- [EXERCISE] Transcribe verbatim the passage of the farmhouse essay that begins with the words containing "Then I remember: We" and ends with "do with it.".
+++ EXCERPT +++
I STEP INTO THE OLD farmhouse where I grew up and am momentarily confused.
Where’s the blue sofa under the living room bay window with its plump pillows and cozy blankets that my mother likes to throw over her as she reads the morning paper? Where’s the coffee table with the covered pewter candy dish filled with M&Ms and Hershey Kisses? Where’s the rickety table where our family of eight crowded around for countless meals in the tiny but somehow adequate kitchen?
Then I remember: We took those items to Mom’s new apartment at the senior center when we moved her there six months ago, following her series of ministrokes. Since our father passed away in 2019, we’d done all we could to keep our 89-year-old mother in the house she loved—the house where she’d raised us and took care of my father after his own stroke.
But the game was up. She could no longer be on her own. The senior center was not home, but it was a nice place staffed with kind, competent people who could look after her. She was safe there. It was the right place for her.
And so now, after 56 years, the old farmhouse was empty, and we need to figure out what to do with it.
Deciding what to do with an empty homestead, and all the stuff in it, doesn’t often land among the list of life’s 10 biggest stressors. But for me and my five siblings, it’s one of the most difficult decisions we’ve ever had to face.
Yet, face it we must, for the family’s finances depend on it.
All that good care at the senior home comes at a steep price, after all—specifically $7,500 a month. That money has to come from somewhere, and my parents were not rich people. Right now, we’re funding Mom’s care by pulling from a small sum invested in certificates of deposit. But at the rate we’re going, those funds will be gone sooner rather than later.
+++ DATA EXTRACT +++
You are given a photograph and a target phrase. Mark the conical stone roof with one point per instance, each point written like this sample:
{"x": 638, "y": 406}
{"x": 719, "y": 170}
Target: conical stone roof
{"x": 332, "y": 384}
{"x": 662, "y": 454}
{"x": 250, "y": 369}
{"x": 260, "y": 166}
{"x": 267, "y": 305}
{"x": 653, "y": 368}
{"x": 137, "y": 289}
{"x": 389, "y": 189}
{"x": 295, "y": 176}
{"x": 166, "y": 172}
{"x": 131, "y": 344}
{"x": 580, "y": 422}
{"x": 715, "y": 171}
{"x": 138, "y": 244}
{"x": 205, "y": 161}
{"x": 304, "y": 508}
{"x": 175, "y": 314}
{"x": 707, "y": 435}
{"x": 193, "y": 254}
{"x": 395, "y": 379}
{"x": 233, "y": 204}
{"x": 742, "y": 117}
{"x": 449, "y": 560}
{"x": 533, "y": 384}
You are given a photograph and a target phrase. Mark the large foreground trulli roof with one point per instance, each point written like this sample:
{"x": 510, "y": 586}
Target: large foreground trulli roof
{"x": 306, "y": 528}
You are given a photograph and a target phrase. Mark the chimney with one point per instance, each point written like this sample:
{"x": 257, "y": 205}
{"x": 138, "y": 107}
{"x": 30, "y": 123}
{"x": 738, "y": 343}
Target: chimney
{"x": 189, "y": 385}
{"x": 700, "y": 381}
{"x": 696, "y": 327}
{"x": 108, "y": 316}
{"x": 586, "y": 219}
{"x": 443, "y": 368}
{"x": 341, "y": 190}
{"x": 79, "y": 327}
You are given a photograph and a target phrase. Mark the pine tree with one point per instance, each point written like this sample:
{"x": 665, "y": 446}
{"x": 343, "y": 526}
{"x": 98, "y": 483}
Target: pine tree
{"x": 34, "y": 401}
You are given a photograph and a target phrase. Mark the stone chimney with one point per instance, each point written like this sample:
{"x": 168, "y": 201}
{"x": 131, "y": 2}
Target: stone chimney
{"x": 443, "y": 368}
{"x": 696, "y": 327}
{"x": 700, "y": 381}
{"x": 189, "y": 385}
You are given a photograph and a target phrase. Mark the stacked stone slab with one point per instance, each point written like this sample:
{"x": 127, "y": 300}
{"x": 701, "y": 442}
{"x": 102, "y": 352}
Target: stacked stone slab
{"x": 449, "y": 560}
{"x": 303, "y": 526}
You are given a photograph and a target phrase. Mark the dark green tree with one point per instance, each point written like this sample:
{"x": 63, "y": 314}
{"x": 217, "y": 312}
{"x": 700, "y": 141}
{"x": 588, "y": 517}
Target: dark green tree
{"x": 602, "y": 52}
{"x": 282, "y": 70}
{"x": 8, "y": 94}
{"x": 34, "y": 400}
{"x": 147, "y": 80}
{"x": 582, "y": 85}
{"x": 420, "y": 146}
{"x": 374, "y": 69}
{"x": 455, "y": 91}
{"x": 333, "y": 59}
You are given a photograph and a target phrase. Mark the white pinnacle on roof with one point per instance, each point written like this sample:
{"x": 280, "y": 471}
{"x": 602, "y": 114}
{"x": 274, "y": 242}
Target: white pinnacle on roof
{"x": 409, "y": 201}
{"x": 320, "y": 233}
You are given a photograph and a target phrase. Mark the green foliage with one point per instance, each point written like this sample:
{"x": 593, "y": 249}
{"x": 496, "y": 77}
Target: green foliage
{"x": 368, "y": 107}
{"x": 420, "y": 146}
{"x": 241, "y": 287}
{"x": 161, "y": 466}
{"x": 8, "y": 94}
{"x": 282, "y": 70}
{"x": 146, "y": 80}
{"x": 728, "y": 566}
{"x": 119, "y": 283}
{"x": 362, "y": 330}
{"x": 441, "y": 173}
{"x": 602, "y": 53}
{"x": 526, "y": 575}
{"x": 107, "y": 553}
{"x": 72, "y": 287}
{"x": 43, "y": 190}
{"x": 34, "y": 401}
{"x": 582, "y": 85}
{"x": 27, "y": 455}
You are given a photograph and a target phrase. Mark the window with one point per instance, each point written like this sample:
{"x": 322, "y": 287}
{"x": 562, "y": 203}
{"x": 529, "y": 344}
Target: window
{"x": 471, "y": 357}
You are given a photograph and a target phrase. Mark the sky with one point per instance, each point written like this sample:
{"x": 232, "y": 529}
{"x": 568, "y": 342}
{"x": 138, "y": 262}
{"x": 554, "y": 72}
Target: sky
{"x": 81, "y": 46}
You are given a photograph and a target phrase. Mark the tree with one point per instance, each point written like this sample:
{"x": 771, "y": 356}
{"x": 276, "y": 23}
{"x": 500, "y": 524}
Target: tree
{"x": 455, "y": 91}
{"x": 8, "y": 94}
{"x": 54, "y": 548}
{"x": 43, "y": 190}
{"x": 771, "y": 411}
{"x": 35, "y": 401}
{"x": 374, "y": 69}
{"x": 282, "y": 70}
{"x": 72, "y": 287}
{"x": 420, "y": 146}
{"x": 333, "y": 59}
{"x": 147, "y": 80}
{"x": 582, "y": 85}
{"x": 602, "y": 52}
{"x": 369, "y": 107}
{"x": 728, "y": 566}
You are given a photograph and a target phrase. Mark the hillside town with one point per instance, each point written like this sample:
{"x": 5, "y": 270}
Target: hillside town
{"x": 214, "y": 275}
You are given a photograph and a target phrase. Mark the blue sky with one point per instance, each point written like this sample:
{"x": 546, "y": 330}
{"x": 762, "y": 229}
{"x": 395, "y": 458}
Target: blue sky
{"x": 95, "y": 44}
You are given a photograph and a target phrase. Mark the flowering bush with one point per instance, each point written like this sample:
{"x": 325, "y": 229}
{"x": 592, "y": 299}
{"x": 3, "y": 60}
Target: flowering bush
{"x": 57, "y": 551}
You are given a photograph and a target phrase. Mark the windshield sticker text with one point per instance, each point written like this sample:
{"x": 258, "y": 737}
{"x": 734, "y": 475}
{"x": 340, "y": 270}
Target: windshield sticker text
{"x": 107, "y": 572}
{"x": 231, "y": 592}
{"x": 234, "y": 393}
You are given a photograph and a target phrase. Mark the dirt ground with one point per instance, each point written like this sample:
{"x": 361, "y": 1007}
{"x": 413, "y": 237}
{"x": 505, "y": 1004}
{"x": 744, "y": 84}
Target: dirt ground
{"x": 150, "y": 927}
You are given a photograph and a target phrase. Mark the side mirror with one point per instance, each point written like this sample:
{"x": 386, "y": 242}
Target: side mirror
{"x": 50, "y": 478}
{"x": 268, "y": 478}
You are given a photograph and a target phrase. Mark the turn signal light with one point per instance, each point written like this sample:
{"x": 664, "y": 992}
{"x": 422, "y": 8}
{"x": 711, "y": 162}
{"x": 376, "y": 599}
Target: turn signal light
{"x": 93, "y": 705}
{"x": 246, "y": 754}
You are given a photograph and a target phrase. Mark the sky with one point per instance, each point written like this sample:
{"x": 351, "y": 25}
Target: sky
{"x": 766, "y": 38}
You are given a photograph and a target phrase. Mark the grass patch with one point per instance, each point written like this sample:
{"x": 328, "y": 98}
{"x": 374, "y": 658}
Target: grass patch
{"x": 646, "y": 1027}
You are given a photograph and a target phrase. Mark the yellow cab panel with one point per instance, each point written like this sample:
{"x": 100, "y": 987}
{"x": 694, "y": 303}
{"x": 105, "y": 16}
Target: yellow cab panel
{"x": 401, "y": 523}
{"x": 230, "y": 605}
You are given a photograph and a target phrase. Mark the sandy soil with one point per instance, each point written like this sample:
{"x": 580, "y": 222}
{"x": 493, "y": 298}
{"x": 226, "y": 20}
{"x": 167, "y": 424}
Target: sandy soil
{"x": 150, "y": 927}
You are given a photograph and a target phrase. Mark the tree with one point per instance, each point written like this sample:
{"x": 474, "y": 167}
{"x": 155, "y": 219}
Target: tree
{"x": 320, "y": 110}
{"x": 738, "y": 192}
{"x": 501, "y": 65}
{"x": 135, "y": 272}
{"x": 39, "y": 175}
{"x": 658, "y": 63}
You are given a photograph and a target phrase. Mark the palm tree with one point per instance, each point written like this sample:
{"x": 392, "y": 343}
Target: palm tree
+++
- [REPLY TO THE TASK]
Then I remember: We took those items to Mom’s new apartment at the senior center when we moved her there six months ago, following her series of ministrokes. Since our father passed away in 2019, we’d done all we could to keep our 89-year-old mother in the house she loved—the house where she’d raised us and took care of my father after his own stroke.
But the game was up. She could no longer be on her own. The senior center was not home, but it was a nice place staffed with kind, competent people who could look after her. She was safe there. It was the right place for her.
And so now, after 56 years, the old farmhouse was empty, and we need to figure out what to do with it.